Labeled-object pointing entries:

++++++++

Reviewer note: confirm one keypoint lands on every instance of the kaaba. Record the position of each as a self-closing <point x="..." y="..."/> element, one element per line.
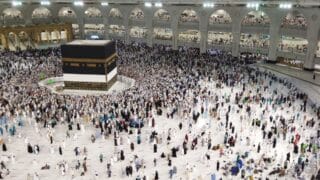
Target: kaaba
<point x="89" y="64"/>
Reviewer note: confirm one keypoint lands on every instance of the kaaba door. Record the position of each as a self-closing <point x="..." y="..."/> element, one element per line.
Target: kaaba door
<point x="3" y="41"/>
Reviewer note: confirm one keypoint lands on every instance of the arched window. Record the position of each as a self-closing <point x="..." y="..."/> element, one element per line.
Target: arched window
<point x="67" y="12"/>
<point x="189" y="15"/>
<point x="41" y="12"/>
<point x="137" y="14"/>
<point x="162" y="14"/>
<point x="220" y="17"/>
<point x="115" y="13"/>
<point x="93" y="12"/>
<point x="256" y="18"/>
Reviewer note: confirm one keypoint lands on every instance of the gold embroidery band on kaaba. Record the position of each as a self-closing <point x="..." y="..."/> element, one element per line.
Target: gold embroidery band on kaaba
<point x="75" y="64"/>
<point x="88" y="60"/>
<point x="91" y="65"/>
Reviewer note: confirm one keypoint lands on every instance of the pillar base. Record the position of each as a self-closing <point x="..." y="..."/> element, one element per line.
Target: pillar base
<point x="271" y="61"/>
<point x="308" y="69"/>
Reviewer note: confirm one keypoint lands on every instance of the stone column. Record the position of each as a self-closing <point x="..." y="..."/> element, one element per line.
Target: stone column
<point x="274" y="33"/>
<point x="203" y="32"/>
<point x="312" y="37"/>
<point x="127" y="28"/>
<point x="236" y="30"/>
<point x="175" y="31"/>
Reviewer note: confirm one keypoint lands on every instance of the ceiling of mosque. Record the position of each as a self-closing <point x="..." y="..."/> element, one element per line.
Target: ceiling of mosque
<point x="298" y="2"/>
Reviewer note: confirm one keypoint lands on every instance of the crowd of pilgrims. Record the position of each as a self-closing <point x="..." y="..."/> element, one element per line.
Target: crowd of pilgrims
<point x="172" y="86"/>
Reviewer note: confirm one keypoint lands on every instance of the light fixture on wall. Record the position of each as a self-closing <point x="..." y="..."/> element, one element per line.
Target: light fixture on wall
<point x="78" y="3"/>
<point x="104" y="4"/>
<point x="208" y="5"/>
<point x="45" y="3"/>
<point x="148" y="4"/>
<point x="158" y="4"/>
<point x="285" y="6"/>
<point x="253" y="5"/>
<point x="16" y="3"/>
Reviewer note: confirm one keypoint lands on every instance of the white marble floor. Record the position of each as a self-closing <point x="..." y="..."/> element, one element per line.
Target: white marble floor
<point x="25" y="163"/>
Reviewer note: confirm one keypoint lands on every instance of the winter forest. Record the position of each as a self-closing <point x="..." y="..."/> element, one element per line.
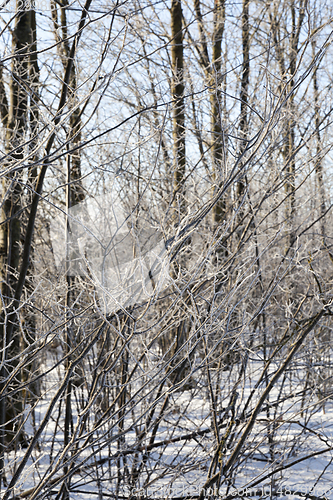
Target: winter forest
<point x="166" y="251"/>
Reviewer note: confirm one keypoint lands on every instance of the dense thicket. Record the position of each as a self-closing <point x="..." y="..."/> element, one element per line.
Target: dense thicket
<point x="165" y="248"/>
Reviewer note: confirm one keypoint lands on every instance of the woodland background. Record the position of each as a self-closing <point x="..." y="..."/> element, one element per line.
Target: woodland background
<point x="208" y="124"/>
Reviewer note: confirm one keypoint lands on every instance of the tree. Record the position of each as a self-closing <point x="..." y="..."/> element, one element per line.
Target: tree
<point x="181" y="341"/>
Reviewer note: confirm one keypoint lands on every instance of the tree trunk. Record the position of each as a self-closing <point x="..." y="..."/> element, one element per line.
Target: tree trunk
<point x="178" y="86"/>
<point x="14" y="117"/>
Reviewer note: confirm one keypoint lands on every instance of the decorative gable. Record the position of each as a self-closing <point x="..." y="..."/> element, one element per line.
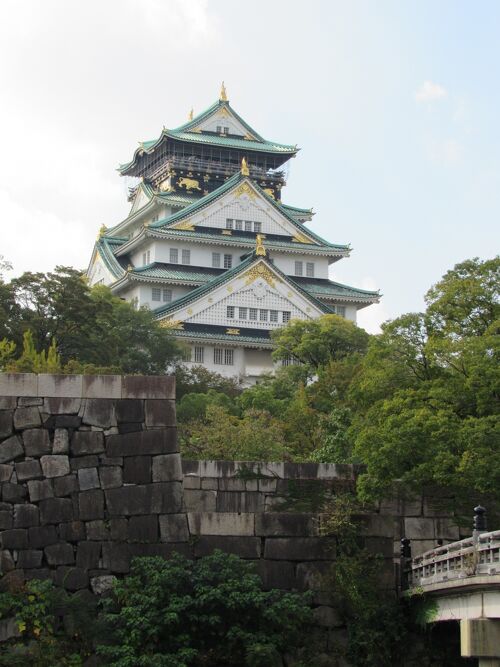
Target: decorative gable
<point x="258" y="297"/>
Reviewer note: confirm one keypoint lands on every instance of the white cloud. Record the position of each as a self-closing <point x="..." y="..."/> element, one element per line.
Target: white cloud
<point x="430" y="91"/>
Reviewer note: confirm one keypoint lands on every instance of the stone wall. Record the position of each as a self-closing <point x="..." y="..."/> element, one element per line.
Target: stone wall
<point x="90" y="476"/>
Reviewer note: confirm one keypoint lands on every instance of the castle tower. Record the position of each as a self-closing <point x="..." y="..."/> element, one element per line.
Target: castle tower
<point x="211" y="247"/>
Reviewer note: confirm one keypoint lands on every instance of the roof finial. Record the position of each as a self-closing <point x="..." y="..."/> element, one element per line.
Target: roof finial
<point x="259" y="248"/>
<point x="223" y="93"/>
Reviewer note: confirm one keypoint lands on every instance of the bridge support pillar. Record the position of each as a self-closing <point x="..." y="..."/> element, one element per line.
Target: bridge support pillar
<point x="480" y="638"/>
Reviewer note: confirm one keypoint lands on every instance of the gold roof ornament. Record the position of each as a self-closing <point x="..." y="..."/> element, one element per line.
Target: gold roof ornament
<point x="244" y="167"/>
<point x="259" y="248"/>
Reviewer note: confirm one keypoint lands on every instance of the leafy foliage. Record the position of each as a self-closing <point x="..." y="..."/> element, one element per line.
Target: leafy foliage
<point x="212" y="611"/>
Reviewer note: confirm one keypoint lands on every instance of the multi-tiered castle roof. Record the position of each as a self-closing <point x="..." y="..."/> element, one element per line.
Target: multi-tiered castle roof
<point x="212" y="248"/>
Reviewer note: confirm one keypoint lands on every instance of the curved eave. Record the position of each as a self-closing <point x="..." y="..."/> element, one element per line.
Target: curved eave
<point x="207" y="139"/>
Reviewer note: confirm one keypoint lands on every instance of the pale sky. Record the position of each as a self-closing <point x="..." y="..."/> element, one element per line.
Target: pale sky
<point x="395" y="105"/>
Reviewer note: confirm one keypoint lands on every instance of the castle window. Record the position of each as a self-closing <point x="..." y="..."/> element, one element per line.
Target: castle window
<point x="198" y="355"/>
<point x="340" y="310"/>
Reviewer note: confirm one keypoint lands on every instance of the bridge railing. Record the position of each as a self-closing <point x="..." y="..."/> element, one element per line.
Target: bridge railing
<point x="477" y="555"/>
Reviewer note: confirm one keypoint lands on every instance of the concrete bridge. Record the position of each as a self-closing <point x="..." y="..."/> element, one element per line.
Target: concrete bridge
<point x="463" y="579"/>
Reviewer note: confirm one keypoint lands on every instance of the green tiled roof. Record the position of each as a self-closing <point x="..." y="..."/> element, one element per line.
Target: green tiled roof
<point x="226" y="187"/>
<point x="229" y="275"/>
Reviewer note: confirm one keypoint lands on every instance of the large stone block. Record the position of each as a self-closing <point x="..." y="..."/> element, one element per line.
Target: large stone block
<point x="29" y="559"/>
<point x="26" y="515"/>
<point x="28" y="470"/>
<point x="129" y="411"/>
<point x="143" y="528"/>
<point x="11" y="449"/>
<point x="196" y="500"/>
<point x="65" y="486"/>
<point x="36" y="442"/>
<point x="55" y="510"/>
<point x="18" y="384"/>
<point x="65" y="386"/>
<point x="102" y="386"/>
<point x="100" y="412"/>
<point x="298" y="548"/>
<point x="162" y="441"/>
<point x="87" y="555"/>
<point x="42" y="536"/>
<point x="73" y="531"/>
<point x="61" y="405"/>
<point x="55" y="465"/>
<point x="244" y="547"/>
<point x="91" y="505"/>
<point x="286" y="524"/>
<point x="160" y="413"/>
<point x="6" y="471"/>
<point x="87" y="442"/>
<point x="27" y="418"/>
<point x="167" y="468"/>
<point x="213" y="523"/>
<point x="111" y="477"/>
<point x="88" y="479"/>
<point x="137" y="386"/>
<point x="173" y="528"/>
<point x="137" y="470"/>
<point x="17" y="538"/>
<point x="12" y="493"/>
<point x="6" y="425"/>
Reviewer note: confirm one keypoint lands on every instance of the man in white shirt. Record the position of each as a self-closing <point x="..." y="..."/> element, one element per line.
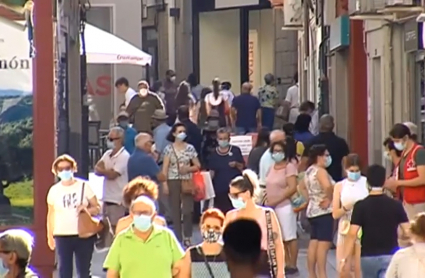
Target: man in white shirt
<point x="308" y="107"/>
<point x="123" y="87"/>
<point x="292" y="100"/>
<point x="113" y="167"/>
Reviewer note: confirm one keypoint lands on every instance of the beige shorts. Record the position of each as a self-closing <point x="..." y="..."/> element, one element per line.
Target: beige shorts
<point x="114" y="212"/>
<point x="413" y="210"/>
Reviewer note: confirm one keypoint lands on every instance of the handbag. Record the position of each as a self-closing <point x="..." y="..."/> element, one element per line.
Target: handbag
<point x="200" y="191"/>
<point x="207" y="264"/>
<point x="188" y="187"/>
<point x="271" y="252"/>
<point x="87" y="224"/>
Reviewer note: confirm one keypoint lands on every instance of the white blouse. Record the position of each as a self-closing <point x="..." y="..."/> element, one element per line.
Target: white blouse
<point x="408" y="262"/>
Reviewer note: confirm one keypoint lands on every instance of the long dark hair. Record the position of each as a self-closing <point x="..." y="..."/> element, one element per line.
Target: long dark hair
<point x="289" y="148"/>
<point x="314" y="152"/>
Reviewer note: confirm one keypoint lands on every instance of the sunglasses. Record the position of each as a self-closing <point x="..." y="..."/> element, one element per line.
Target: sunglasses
<point x="236" y="195"/>
<point x="66" y="168"/>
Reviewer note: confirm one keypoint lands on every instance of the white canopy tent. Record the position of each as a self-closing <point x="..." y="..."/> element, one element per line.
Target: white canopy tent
<point x="105" y="48"/>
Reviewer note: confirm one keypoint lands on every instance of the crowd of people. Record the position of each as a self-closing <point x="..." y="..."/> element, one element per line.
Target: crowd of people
<point x="299" y="177"/>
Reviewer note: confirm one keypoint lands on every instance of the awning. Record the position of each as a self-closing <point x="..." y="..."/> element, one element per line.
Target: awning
<point x="105" y="48"/>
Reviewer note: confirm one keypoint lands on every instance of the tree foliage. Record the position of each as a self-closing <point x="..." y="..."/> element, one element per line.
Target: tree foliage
<point x="16" y="143"/>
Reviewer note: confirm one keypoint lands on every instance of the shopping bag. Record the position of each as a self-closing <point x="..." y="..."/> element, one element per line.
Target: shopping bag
<point x="209" y="188"/>
<point x="198" y="182"/>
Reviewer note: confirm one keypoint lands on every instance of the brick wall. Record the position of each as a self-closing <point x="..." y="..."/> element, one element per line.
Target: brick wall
<point x="9" y="14"/>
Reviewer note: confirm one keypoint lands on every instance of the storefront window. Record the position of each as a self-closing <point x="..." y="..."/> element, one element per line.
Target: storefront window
<point x="16" y="126"/>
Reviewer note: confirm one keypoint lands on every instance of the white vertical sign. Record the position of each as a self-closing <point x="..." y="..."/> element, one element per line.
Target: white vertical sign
<point x="293" y="13"/>
<point x="253" y="61"/>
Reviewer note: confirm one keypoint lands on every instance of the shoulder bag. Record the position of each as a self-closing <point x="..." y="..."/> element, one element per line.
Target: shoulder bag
<point x="188" y="187"/>
<point x="87" y="224"/>
<point x="207" y="264"/>
<point x="271" y="252"/>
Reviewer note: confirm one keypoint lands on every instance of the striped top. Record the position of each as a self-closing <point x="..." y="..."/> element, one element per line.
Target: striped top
<point x="216" y="262"/>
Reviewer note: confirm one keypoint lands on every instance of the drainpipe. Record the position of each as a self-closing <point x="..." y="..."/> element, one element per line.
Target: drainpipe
<point x="171" y="4"/>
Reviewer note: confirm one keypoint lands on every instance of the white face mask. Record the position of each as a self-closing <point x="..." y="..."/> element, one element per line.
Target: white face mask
<point x="143" y="92"/>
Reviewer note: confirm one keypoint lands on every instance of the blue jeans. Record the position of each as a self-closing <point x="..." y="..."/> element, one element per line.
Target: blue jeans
<point x="267" y="117"/>
<point x="375" y="267"/>
<point x="82" y="248"/>
<point x="245" y="130"/>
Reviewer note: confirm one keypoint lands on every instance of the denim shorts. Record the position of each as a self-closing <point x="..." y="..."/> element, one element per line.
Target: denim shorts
<point x="376" y="266"/>
<point x="322" y="227"/>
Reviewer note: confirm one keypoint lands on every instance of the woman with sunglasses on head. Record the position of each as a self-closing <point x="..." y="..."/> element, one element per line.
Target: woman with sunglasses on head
<point x="65" y="201"/>
<point x="138" y="187"/>
<point x="346" y="193"/>
<point x="206" y="259"/>
<point x="180" y="162"/>
<point x="317" y="188"/>
<point x="241" y="194"/>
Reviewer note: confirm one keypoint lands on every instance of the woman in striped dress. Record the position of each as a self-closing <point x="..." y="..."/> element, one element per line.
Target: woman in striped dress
<point x="206" y="259"/>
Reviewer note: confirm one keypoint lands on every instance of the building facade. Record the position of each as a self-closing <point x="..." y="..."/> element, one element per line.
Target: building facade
<point x="123" y="19"/>
<point x="237" y="41"/>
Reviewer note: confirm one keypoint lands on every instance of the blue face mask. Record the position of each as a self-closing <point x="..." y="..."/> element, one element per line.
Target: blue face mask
<point x="110" y="144"/>
<point x="123" y="124"/>
<point x="65" y="175"/>
<point x="142" y="222"/>
<point x="278" y="157"/>
<point x="400" y="146"/>
<point x="181" y="136"/>
<point x="354" y="176"/>
<point x="223" y="143"/>
<point x="328" y="161"/>
<point x="3" y="269"/>
<point x="238" y="203"/>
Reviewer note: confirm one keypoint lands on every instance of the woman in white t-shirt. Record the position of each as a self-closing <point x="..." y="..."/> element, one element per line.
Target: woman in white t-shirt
<point x="65" y="200"/>
<point x="346" y="193"/>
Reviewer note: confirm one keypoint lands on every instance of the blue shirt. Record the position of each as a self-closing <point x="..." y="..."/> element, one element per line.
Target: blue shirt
<point x="160" y="137"/>
<point x="130" y="134"/>
<point x="142" y="164"/>
<point x="223" y="173"/>
<point x="303" y="137"/>
<point x="246" y="106"/>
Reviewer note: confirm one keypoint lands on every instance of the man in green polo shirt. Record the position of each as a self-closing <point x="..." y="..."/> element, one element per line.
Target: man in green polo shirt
<point x="144" y="249"/>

++++++++

◆ **Your objective**
Exactly reproduce the lines beginning with the one that contains "the woman with" and ending with the last line of the material, both included. Leave out everything else.

◆ **Solution to this problem**
Reviewer note: confirm one keypoint lands on every instance of the woman with sunglasses on head. Record the position of each as a self-closing <point x="..." y="..."/> element, one element per line.
Target: woman with sunglasses on head
<point x="65" y="201"/>
<point x="138" y="187"/>
<point x="346" y="193"/>
<point x="206" y="259"/>
<point x="180" y="162"/>
<point x="317" y="188"/>
<point x="241" y="194"/>
Reviewer note: confirm one keypoint lands on every instance of the woman in striped dress. Record the position of each as a self-closing <point x="..." y="..."/> element, one element per line.
Target: woman in striped dress
<point x="206" y="259"/>
Reviewer note: confirm one keypoint lands on every instance of the building facade. Record the position of each as a self-closing <point x="..." y="..."/> element, one element per line.
Target: building facade
<point x="123" y="19"/>
<point x="237" y="41"/>
Reviewer note: confirm one keypoint lands on every instance of the blue face mask. Record the position of each as a self-closing <point x="..." y="..."/> element, one element per line.
Target: blue face mask
<point x="110" y="144"/>
<point x="123" y="124"/>
<point x="65" y="175"/>
<point x="142" y="222"/>
<point x="278" y="157"/>
<point x="400" y="146"/>
<point x="181" y="136"/>
<point x="354" y="176"/>
<point x="223" y="143"/>
<point x="328" y="161"/>
<point x="3" y="269"/>
<point x="238" y="203"/>
Reviewer note: confirm one keypoint lands on every instance of the woman in white t-shirt. Record the position of each as a self-closing <point x="..." y="..."/> element, one element per line.
Target: woman in white t-shirt
<point x="65" y="200"/>
<point x="346" y="193"/>
Reviewer note: confirm one keypoint lands on every instance of the blue shirt. Record the position of each as a self-closing <point x="..." y="..."/> element, one element per line.
Target: blue shirt
<point x="160" y="137"/>
<point x="130" y="134"/>
<point x="142" y="164"/>
<point x="223" y="173"/>
<point x="303" y="137"/>
<point x="246" y="106"/>
Reviewer note: confirm one keypoint lands on every instance of the man in green polo shirt. Record the position of each as a self-closing <point x="..." y="..."/> element, one element per line.
Target: man in green polo shirt
<point x="144" y="249"/>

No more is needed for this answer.